**What you will do**:
a: How would you put this sentence from the non-temporal store thread into Spanish: "The only integer variant available would be movntdq (SSE2) and vmovntdq (AVX) which can be used to store quad-words."?
b: Could you write the next part of the non-temporal store thread, picking up right after its final line?

**Passage shown**:
========================

[PATCH][X86] Fix missed selection of non-temporal store of zero vector (PR19370).

Thu Oct 16 15:17:07 PDT 2014

> On Oct 16, 2014, at 2:50 PM, Andrea Di Biagio <andrea.dibiagio at gmail.com> wrote:
> 
> Hi Quentin,
> 
> On Thu, Oct 16, 2014 at 7:49 PM, Quentin Colombet <qcolombet at apple.com> wrote:
>> Hi Andrea,
>> 
>> The general direction looks good, just a couple of questions:
>> Since we are matching integer types, shouldn’t we use the integer variant:
>> MOVNTD?
> 
> The only integer variant available would be movntdq (SSE2) and
> vmovntdq (AVX) which can be used to store quad-words.
> Since we are storing all zeros in the destination, then I think in
> this case it should be ok to use it.
> In case, then I would probably need to guard the pattern that selects
> 'movntdq' with a 'let Predicates = [HasSSE2] in'.
> 
> I noticed however that if we use the integer variant MOVNTDQmr, the
> backend would eventually convert it back to a MOVNTPSmr in the attempt
> to fix-up the execution dependency (I guess that is because the zero
> vector is generated by a xorps).

I was expected this :).
The thing I had in mind was, since we are using integer type I was expecting that in the general case the computation leading to this store would have the same type. Therefore, I thought it was better to directly generate the instruction that is in the right domain than relying on the domain fixer for that.

> 
>> 
>> Moreover, wouldn’t it make sense to have a more general pattern for this?

========================

**Data provided**:
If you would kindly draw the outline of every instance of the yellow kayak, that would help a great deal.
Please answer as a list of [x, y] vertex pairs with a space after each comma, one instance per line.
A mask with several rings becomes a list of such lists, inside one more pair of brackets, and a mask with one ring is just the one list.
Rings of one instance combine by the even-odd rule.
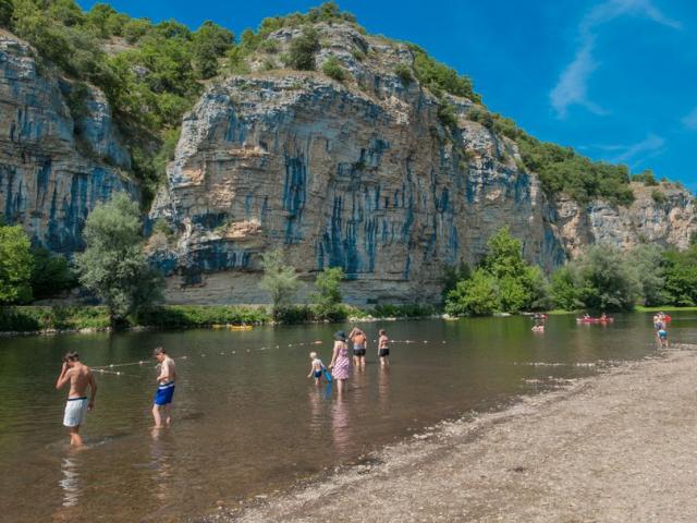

========================

**Task-by-task results**:
a: La única variante entera disponible sería movntdq (SSE2) y vmovntdq (AVX), que pueden usarse para almacenar palabras cuádruples.

b:
>> I.e., we could use VR128 instead of immAllZerosV, couldn’t we?
> 
> Originally I tried to fix ths bug using VR128 instead of immAllZerosV.
> However, in all my experiments, the only case I found where the
> backend wrongly selected a normal store instead of a non-temporal
> store was the case where a zero vector is used as value in input. This
> is why eventually I decided to explicitly use immAllZerosV.

I see the rational, I just wanted to be sure we caught all the cases.

> 
> That said, If I replace immAllZerosV with VR128 it would work.
> However, I don't think (correct me if I am wrong) we would be able to
> use the integer variant MOVNTDQmr anymore, since the input vector may
> not be a zero vector.

What is the problem with that?
Unless I am mistaken, we are storing a 128-bits value and the way it is interpreted is pointless, isn’t it?

That makes me wonder, why the actual patterns for MOVNT do not work here?
We should be able to do implicit conversions from v4i32 to v2i64 (i.e., anything that stay on VR128).

-Quentin

> 
> What do you think?
> 
> Thanks,
> Andrea
> 
>> 
>> Thanks,
>> -Quentin
>> 
>> On Oct 16, 2014, at 10:41 AM, Andrea Di Biagio <andrea.dibiagio at gmail.com>
>> wrote:
>> 
>> Hi,
>> 
>> This is a fix for PR19370.
>> Currently the x86 backend wrongly selects a a normal vector store
>> instead of a non-temporal store if the value to store is a vector of
>> all zeros.
>> 
>> Small reproducible:
>> 
>> ;;
>> define void @test(<4 x float>* %dst) {
>> store <4 x float> zeroinitializer, <4 x float>* %dst, align 16,
>> !nontemporal !1
>> ret void
>> }
>> 
>> !1 = metadata !{i32 1}
>> ;;
>> 
>> llc (-mtriple=x86_64-unknown-unknown -mcpu=corei7-avx) generates:
>> vxorps  %xmm0, %xmm0, %xmm0
>> vmovaps %xmm0, (%rdi)
>> retq
>> 
>> Instead, llc should generate:
>> vxorps  %xmm0, %xmm0, %xmm0
>> vmovntps  %xmm0, (%rdi)
>> retq
>> 
>> In this example, the vector of all zeros is legalized to a zero vector
>> of type v4i32.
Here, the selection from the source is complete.